Dataset excerpts →
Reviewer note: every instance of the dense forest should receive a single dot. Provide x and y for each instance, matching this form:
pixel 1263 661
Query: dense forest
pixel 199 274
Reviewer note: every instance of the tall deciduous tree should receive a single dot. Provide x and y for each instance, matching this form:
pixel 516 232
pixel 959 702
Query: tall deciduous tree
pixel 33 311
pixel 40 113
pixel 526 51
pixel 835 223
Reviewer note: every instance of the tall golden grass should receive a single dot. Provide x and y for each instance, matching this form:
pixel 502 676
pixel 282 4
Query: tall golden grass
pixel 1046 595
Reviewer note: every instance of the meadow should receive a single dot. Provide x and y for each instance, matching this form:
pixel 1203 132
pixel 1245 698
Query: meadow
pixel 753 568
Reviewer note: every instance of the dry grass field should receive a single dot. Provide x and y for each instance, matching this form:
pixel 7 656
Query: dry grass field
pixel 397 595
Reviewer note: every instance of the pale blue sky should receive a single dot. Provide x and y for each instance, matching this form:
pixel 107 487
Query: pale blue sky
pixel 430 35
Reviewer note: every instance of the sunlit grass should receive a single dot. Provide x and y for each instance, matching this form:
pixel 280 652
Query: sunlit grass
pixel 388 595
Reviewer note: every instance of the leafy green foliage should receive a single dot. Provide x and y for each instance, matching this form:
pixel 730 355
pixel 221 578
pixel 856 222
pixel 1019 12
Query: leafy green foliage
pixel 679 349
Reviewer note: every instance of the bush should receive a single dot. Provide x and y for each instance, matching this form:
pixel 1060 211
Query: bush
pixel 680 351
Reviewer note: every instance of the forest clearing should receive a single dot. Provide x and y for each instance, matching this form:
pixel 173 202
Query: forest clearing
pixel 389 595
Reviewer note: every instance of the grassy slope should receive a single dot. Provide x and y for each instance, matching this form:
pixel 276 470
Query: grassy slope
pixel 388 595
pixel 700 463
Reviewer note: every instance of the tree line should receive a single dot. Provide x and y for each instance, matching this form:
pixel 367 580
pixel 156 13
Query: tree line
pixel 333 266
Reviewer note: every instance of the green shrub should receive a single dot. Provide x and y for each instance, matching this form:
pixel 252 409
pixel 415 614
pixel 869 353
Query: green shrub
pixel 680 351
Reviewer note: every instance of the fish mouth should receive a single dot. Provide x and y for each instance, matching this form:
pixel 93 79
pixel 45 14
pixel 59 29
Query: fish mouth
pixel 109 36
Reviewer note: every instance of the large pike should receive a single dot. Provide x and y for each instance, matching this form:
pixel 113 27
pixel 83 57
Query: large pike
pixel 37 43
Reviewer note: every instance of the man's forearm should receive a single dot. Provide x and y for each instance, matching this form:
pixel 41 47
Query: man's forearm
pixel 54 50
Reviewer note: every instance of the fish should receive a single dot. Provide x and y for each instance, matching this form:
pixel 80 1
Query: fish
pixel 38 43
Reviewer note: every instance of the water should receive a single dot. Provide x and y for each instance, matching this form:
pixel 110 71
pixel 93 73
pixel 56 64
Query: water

Requirement → Could you put every line of the data above into a numbered list, leaving out any blank lines?

Task output →
1. Reviewer note: every instance of the dense forest should receive a single dot. Provide x and y for each instance, matching this form:
2. pixel 1263 661
3. Query: dense forest
4. pixel 199 274
5. Reviewer note: every instance of the tall deciduous tree should receive a single dot. Provide x and y for each instance, matching this form:
6. pixel 516 232
7. pixel 959 702
8. Query: tall deciduous tree
9. pixel 33 311
10. pixel 40 113
11. pixel 526 51
12. pixel 835 223
13. Reviewer note: every instance of the tall golden grass should receive a single dot. Provide x and y for each instance, matching this form:
14. pixel 502 676
15. pixel 282 4
16. Query: tall golden grass
17. pixel 1046 595
18. Reviewer note: every instance of the meadow should receive a single dot. Provide x and y for each instance, matching this form:
19. pixel 1203 132
20. pixel 1245 698
21. Query: meadow
22. pixel 753 568
23. Reviewer note: every instance of the dry grass field should receive a single dot. Provide x and y for each instance, matching this form:
24. pixel 7 656
25. Query: dry grass field
26. pixel 397 595
27. Reviewer note: every instance of the pale blue sky should receive a single dot. Provide x and y for each instance, matching this form:
28. pixel 107 487
29. Query: pale blue sky
30. pixel 430 35
31. Reviewer note: every instance of the sunlit grass should receive a single dot. Provide x and y for each instance, matching this form:
32. pixel 280 652
33. Query: sunlit grass
34. pixel 388 595
35. Reviewer note: every instance of the leafy green foliage should receive a single dot. Provide x and y for each instance, matching this form:
36. pixel 730 355
37. pixel 221 578
38. pixel 856 222
39. pixel 1019 12
40. Query: leafy green foliage
41. pixel 679 349
42. Reviewer note: every instance of the bush should receive a single dot. Provide x and y for each instance, matching this form:
43. pixel 1060 211
44. Query: bush
45. pixel 680 351
46. Reviewer note: every instance of the forest clearing should receive a single dot. Provide x and y for each instance, matching this form:
47. pixel 173 202
48. Query: forest clearing
49. pixel 389 595
50. Reviewer note: every instance of the grassy slope should receive a single dot. Provide x and y for each instance, matching this form:
51. pixel 276 470
52. Query: grassy slope
53. pixel 388 595
54. pixel 700 463
55. Reviewer note: every instance of the tree line should receive a single dot. Provide x and y for each instance, matching this form:
56. pixel 367 580
57. pixel 156 13
58. Query: tree line
59. pixel 333 266
60. Reviewer note: every instance of the green shrub should receive a single dot. Provide x and y for each instance, matching this form:
61. pixel 252 409
62. pixel 415 614
63. pixel 869 353
64. Query: green shrub
65. pixel 680 351
66. Reviewer note: every instance of the fish mouth should receive a single dot. Provide x and y for each instance, matching this form:
67. pixel 93 79
68. pixel 45 14
69. pixel 59 29
70. Query: fish mouth
71. pixel 109 36
72. Reviewer note: every instance of the large pike should receive a single dot. Provide x and y for each instance, matching this form:
73. pixel 113 27
74. pixel 83 57
75. Query: large pike
76. pixel 37 43
77. Reviewer note: every instance of the man's forearm should receive a single dot. Provide x and y for each instance, matching this form:
78. pixel 41 47
79. Query: man's forearm
80. pixel 54 50
81. Reviewer note: every instance of the fish should receive a single dot. Provide x and y for each instance, matching this form:
82. pixel 80 1
83. Query: fish
84. pixel 38 43
85. Reviewer note: every instance of the water should receive a single dot. Provide x and y for each instance, matching this form:
86. pixel 110 71
87. pixel 93 73
88. pixel 56 64
89. Query: water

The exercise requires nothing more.